[Collected data]
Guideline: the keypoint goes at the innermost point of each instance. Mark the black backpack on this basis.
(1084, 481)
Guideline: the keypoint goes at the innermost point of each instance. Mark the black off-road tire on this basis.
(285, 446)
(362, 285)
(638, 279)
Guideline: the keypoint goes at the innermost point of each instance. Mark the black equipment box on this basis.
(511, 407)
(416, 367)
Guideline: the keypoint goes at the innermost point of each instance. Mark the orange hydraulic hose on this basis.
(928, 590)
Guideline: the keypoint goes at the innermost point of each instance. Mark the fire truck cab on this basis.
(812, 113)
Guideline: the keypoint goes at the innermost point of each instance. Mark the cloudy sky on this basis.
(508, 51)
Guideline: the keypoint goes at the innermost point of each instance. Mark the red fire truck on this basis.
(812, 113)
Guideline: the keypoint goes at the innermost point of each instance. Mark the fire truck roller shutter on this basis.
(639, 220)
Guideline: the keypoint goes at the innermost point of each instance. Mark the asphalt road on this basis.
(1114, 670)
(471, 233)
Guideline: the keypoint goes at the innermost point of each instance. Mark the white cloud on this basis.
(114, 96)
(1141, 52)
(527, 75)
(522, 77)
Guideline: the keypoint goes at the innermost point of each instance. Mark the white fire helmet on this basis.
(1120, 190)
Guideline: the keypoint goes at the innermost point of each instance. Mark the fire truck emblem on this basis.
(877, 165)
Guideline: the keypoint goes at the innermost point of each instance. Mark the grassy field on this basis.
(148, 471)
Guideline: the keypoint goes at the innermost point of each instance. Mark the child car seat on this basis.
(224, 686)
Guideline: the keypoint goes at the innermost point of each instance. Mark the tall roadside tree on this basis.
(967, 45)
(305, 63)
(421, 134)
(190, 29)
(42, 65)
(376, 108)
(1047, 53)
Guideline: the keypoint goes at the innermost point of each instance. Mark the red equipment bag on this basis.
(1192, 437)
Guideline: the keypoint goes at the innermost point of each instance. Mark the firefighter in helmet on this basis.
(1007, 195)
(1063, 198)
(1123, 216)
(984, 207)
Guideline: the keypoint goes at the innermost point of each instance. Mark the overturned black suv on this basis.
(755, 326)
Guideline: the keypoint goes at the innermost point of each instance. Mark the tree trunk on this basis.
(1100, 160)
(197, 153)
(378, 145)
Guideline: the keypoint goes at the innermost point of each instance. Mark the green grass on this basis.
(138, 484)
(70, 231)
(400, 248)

▸ **About this task**:
Copy out all the entries shown above, character for character.

▸ **Task result**:
Guideline: the keypoint goes at the innermost point of each instance. Mark the black backpack on this basis.
(1084, 481)
Guideline: the keypoint goes at the innermost point of each instance. Mark the black off-road tire on this basis.
(285, 446)
(362, 285)
(638, 279)
Guideline: the keypoint goes at the innermost point of each instance. Mark the black equipment box on this basis.
(511, 407)
(416, 367)
Guideline: the keypoint goes at the innermost point of each instance. Mark the orange hydraulic hose on this basis.
(928, 590)
Guideline: the keypoint goes at the innermost point of each instance. Mark the fire truck cab on this basis.
(812, 113)
Guideline: the keypoint goes at the innermost point of each instance. Mark the cloudy sky on this basis.
(508, 51)
Guideline: the keypoint goes at the innermost point of each instance. Mark the red fire truck on this basis.
(812, 113)
Guideline: the keypoint goes at the innermost point of each instance. Mark the fire truck roller shutter on this basis.
(639, 220)
Guideline: the keypoint goes at the innermost point of each instance. Mark the asphalt road on this basis.
(1114, 670)
(471, 233)
Guideline: the keypoint goes at the innermost point of each instance. Mark the white cloud on this basis.
(114, 96)
(1141, 52)
(527, 75)
(522, 77)
Guideline: the keypoint goes at the innermost point of each instance. Mark the white fire helmet on this basis.
(1120, 190)
Guideline: the keypoint goes at the innermost point of each instance. Mark the fire truck emblem on this basis.
(877, 165)
Guideline: the keypoint goes at the innermost point of each instance. Mark the grassy field on this basis.
(148, 471)
Guideline: the keypoint goes at the innermost point of each instance. Mark the child car seat on this basis.
(224, 686)
Guideline: the keypoint goes at the innermost point of each instance. Mark the tall roadside tree on this basis.
(967, 45)
(305, 63)
(421, 134)
(190, 29)
(42, 65)
(376, 108)
(1047, 53)
Guideline: the keypoint goes at the innermost point of each instance. Mark the red equipment bag on this basis.
(1192, 437)
Guideline: the keypoint goes at the innermost point of each instance. Mark the firefighter in helmet on this basis.
(1007, 195)
(1063, 198)
(1123, 216)
(984, 207)
Guideline: the keypoint goes at the innermost point of each instance. Mark the overturned black suv on this basis.
(755, 326)
Guideline: the keypoint goes at the innermost point of each instance. Mark the tree trunk on this basis.
(1100, 160)
(197, 153)
(378, 145)
Guideline: the keypoint goes at the innermost point of each instance. Mark the green grass on this basis.
(138, 484)
(70, 231)
(400, 248)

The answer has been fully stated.